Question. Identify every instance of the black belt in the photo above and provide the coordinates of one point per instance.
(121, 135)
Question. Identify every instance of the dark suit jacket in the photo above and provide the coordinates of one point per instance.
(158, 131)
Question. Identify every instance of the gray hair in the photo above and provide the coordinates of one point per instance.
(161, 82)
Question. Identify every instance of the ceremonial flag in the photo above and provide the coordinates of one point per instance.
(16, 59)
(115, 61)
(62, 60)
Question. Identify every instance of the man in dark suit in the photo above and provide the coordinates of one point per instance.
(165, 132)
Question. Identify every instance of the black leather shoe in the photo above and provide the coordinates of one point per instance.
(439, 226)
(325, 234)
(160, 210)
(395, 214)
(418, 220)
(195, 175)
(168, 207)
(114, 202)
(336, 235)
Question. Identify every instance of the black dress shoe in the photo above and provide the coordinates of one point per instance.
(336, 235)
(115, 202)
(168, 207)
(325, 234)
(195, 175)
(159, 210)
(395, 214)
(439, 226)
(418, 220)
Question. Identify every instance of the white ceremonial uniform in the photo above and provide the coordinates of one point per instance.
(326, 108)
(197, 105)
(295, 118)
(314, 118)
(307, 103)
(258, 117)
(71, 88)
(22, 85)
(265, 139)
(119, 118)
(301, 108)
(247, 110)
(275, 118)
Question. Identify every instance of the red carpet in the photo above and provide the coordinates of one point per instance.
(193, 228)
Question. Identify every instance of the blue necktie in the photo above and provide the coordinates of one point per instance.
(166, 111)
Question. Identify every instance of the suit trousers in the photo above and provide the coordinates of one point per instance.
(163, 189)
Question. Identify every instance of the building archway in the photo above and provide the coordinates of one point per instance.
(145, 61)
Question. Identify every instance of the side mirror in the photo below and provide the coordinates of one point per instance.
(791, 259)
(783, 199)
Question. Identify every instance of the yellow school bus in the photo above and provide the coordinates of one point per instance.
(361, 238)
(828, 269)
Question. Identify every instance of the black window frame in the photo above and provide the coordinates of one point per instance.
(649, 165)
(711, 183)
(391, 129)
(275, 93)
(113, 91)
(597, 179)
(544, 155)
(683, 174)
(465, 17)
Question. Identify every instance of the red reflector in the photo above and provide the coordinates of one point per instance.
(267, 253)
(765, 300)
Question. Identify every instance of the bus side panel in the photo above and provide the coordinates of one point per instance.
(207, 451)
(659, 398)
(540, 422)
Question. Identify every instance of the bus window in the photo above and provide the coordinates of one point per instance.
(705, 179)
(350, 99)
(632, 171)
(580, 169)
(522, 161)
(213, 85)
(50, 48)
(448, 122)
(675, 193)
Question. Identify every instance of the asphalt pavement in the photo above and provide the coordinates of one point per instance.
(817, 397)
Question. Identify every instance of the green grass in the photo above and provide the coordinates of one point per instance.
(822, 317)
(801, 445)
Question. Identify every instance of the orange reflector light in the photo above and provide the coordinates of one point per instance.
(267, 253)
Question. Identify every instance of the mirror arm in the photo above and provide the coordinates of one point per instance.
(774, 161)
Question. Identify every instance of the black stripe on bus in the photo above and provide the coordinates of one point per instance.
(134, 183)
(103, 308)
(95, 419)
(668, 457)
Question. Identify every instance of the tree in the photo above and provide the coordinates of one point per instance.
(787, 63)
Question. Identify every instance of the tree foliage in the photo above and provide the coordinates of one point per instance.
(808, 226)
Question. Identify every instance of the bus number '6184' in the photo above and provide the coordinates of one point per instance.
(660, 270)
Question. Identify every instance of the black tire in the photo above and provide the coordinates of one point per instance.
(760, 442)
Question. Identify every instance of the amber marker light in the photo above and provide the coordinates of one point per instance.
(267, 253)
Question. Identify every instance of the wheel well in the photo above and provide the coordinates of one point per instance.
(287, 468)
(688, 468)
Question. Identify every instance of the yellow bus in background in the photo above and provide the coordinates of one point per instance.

◆ ◆ ◆ ◆ ◆

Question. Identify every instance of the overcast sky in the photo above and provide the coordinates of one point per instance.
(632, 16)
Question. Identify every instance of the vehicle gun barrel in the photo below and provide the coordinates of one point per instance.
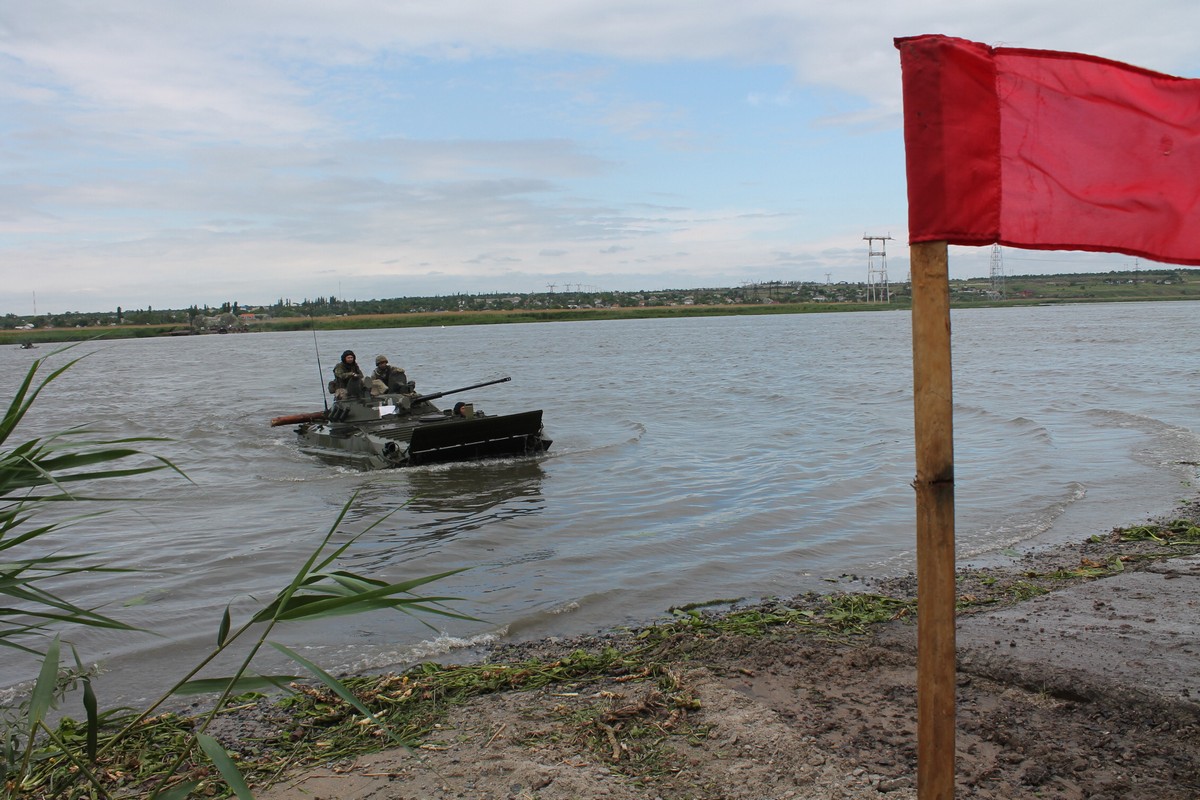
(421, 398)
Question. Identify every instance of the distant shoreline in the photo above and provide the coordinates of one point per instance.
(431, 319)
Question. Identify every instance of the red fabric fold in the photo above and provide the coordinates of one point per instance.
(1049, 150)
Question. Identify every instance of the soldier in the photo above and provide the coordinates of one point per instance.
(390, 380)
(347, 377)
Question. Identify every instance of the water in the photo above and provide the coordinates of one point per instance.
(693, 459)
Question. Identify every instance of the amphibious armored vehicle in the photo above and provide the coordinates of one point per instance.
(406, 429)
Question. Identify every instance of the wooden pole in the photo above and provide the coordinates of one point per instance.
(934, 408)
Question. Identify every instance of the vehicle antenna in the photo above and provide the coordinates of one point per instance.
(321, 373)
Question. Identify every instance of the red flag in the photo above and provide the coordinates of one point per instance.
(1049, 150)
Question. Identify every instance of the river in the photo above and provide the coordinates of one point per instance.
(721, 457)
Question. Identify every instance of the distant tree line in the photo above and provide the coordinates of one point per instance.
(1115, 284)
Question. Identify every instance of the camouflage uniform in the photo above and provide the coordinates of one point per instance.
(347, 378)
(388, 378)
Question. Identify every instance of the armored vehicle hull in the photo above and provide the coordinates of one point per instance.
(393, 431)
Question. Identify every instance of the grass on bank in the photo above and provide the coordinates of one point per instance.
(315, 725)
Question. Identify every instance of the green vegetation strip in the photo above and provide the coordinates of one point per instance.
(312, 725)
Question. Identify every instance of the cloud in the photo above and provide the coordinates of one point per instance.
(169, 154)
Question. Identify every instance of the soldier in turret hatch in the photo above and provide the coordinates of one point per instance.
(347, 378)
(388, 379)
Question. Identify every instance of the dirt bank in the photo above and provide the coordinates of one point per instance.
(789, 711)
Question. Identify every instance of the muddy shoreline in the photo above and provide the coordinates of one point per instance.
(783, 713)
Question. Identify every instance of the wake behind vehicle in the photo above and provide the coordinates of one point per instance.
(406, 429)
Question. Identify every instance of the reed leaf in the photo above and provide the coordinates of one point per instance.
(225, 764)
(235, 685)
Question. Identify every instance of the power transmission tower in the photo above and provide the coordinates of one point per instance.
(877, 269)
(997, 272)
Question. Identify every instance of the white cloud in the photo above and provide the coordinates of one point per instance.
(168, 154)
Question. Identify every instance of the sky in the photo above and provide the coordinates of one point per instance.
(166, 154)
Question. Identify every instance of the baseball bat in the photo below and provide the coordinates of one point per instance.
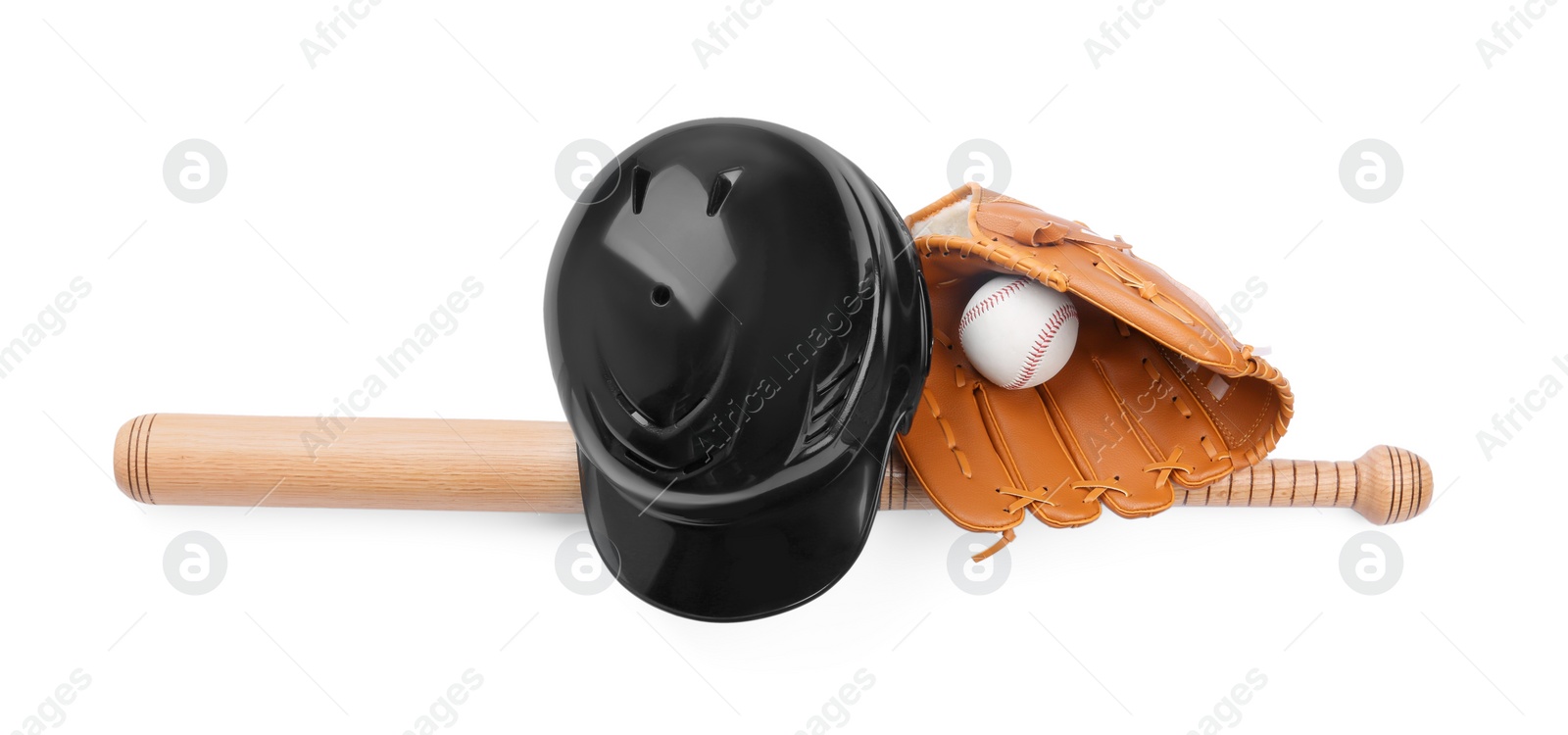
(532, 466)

◆ ◆ ◆ ◆ ◆

Exercise details:
Restate word for word the entries above from the line with "Question. Identify every instance of the orange" through the line with "Question. Identify every instance of the yellow bus", inclusive, leaving out everything else.

Solution to the exercise:
Question. Identify every instance of the orange reflector light in the photo above and provide the coordinates of one point per instance.
(267, 253)
Question. Identify every instance of the mirror arm in the photo above and provide the coordinates of one point per instance.
(774, 161)
Question. Identify every instance of the black stripe on bus in the photo above and provide the coordinates of one point per instance.
(134, 183)
(103, 308)
(95, 419)
(668, 457)
Question. Identify every instance of the tree in the photo above and provide the coordinates of one point per instance.
(787, 63)
Question. Identify every instance of the tree foliage in the photo above and provide the coordinates of one point per instance.
(808, 226)
Question. Identify every instance of the bus number '6184' in the photo above and provide the coordinates of one point per instance.
(660, 270)
Question. Identify every instance of the black tire in the photo above and provide the coordinates of one point per instance.
(760, 442)
Question. Identify every instance of the amber marker light in the photo above and provide the coordinates of one point per instance.
(267, 253)
Question. Identify every instance of the wheel well in the photo above and provide the coordinates of one point per instance.
(287, 468)
(688, 468)
Question. Identify every instance of the yellow bus in background in the photo above and provide the coordinates of one point per instance.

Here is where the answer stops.